[Stored records]
--------------------

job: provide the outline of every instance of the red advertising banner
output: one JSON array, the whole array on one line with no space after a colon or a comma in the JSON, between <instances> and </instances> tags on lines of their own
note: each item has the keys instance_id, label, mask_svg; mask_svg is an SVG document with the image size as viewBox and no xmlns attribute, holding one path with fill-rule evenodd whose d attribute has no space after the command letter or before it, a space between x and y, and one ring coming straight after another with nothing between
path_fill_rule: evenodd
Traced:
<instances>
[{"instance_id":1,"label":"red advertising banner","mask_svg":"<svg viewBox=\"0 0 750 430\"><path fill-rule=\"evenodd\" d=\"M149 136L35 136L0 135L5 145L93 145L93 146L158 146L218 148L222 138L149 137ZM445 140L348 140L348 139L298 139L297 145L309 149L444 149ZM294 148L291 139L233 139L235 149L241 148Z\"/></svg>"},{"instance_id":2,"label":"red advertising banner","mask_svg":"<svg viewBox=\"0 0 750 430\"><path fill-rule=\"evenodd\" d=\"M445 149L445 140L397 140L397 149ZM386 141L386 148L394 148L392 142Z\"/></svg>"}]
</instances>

--------------------

» **TRY IT**:
Show the lines in the entries above that include the string "between".

» **ANSWER SECTION**:
output: one JSON array, the whole array on one line with no space after a colon or a comma in the JSON, between <instances> and </instances> tags on lines of their own
note: each item has the keys instance_id, label, mask_svg; mask_svg is an SVG document with the image size as viewBox and no xmlns attribute, holding one path with fill-rule evenodd whose d attribute has no space after the command letter or before it, a space between x and y, and one ring coming straight after another with nothing between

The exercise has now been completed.